## Record excerpts
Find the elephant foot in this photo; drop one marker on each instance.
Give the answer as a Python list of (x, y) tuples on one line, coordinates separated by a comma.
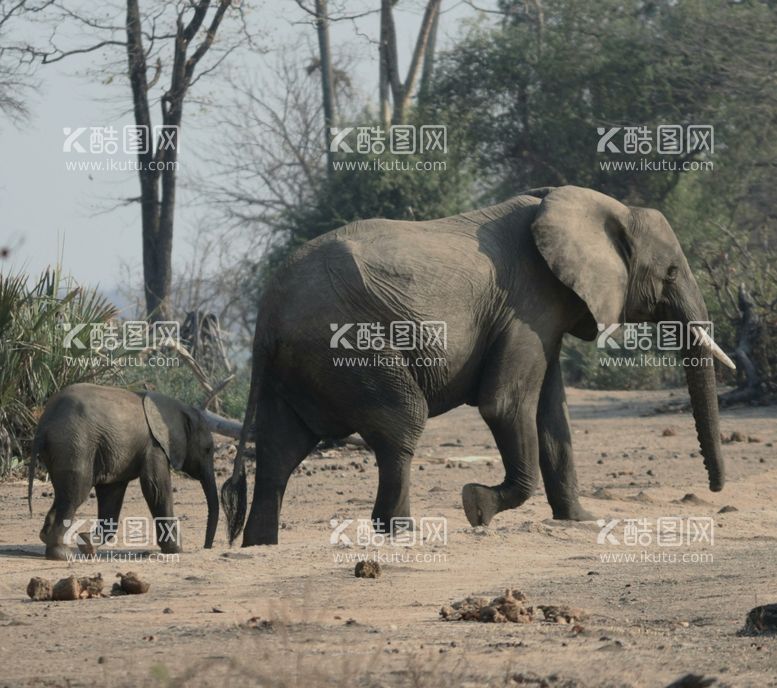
[(400, 521), (57, 552), (573, 512), (481, 503)]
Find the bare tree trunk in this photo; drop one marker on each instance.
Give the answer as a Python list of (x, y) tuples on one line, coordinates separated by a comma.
[(427, 73), (153, 262), (401, 92), (327, 79), (158, 205)]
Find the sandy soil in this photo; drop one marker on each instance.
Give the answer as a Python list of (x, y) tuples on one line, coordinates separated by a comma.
[(296, 615)]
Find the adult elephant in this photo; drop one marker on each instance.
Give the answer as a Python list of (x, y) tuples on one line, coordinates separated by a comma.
[(92, 435), (509, 281)]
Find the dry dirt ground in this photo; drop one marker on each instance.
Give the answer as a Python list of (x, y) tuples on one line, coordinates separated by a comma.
[(295, 615)]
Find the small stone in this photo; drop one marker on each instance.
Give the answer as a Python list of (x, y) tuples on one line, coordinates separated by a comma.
[(91, 586), (131, 584), (367, 569), (66, 589), (39, 589)]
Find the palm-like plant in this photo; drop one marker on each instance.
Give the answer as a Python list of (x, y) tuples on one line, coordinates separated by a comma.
[(34, 362)]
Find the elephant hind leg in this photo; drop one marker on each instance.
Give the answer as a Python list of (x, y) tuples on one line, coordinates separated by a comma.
[(157, 487), (48, 523), (556, 457), (394, 450), (283, 441), (109, 502)]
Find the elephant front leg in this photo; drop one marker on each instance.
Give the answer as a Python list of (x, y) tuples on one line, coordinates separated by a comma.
[(516, 438), (508, 403), (555, 444)]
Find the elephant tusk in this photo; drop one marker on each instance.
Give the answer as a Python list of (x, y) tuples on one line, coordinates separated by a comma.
[(717, 352)]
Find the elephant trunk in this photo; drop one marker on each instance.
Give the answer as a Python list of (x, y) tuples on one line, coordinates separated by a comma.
[(208, 482), (700, 376)]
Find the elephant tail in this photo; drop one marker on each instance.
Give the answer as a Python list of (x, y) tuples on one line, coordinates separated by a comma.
[(234, 499), (37, 445)]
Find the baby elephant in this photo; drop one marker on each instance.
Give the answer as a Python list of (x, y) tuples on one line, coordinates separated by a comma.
[(105, 436)]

## Work required
Please recast the records above as a Markdown table with two columns, Row and Line, with one numbered row for each line and no rows for blank lines. Leave the pictures out of the table.

## Written solution
| Row | Line |
|---|---|
| 1 | Find the elephant foot in this photo; drop one marker on each instance. |
| 2 | Give the answer as a Python list of (x, y) tuples on one line, coordinates separated by a comma. |
| 3 | [(400, 521), (57, 552), (573, 512), (481, 503)] |
| 4 | Find the bare tree trunk in this photo; drop one marker on each instance. |
| 5 | Give the answer as a Python list of (x, y) tuples on one line, coordinates separated by a comma. |
| 6 | [(427, 73), (153, 262), (401, 92), (327, 79), (158, 205)] |
| 7 | Find the sandy soil in this photo; drop one marker on each instance. |
| 8 | Give the answer as a Python list of (x, y) tuples on one line, coordinates separated by a comma. |
| 9 | [(296, 615)] |
| 10 | Find the adult elephant in this photo; drop one marker on each instance. |
| 11 | Give the answer as a Python list of (x, y) tuples on one line, coordinates separated by a comma. |
| 12 | [(92, 435), (509, 281)] |
| 13 | Find the dry dirt ground in this photo; drop one marker on each instance. |
| 14 | Give the answer as a Python list of (x, y) tuples on one line, coordinates separated by a comma. |
| 15 | [(295, 615)] |
| 16 | Find the small stone in this photo; drop one marker on each instance. |
| 17 | Give the answer as a Python list of (x, y) tuples on one line, coordinates separated by a comma. |
| 18 | [(91, 586), (131, 584), (367, 569), (66, 589), (39, 589)] |
| 19 | Find the palm-like plant in this photo; drop one marker on each instance. |
| 20 | Give the answer as a Python list of (x, y) tuples on one line, coordinates separated by a comma. |
| 21 | [(34, 362)] |
| 22 | Find the elephant hind leg in this photo; drop one marker on each instance. |
| 23 | Give the answer as a Python list of (x, y) tuples on one line, coordinates separated by a comma. |
| 24 | [(157, 487), (48, 523), (556, 457), (394, 450), (283, 441), (109, 502)] |
| 25 | Find the elephant front leg in this photo; drop one marker on each instance. |
| 26 | Give the answer as a Python list of (x, y) tuples on one line, coordinates separated by a comma. |
| 27 | [(516, 438), (508, 403), (555, 444)] |
| 28 | Find the elephant tusk in this photo; drop one marker on each instance. |
| 29 | Give the answer as a Python list of (x, y) tuples on one line, coordinates separated by a comma. |
| 30 | [(717, 352)] |
| 31 | Find the elephant trunk in this photo; drop one marker on each instance. |
| 32 | Give the answer as a Python list of (x, y) tuples on one line, coordinates separated by a comma. |
| 33 | [(208, 482), (700, 376)] |
| 34 | Find the elephant tail in this photo; drop one marker on each instance. |
| 35 | Give the answer as a Python list of (x, y) tuples on one line, coordinates separated by a comma. |
| 36 | [(234, 499), (37, 445)] |
| 37 | Find the baby elephant in this photo; drop one marker on each instance. |
| 38 | Give the answer as a Python list of (x, y) tuples on one line, coordinates separated by a comma. |
| 39 | [(105, 436)] |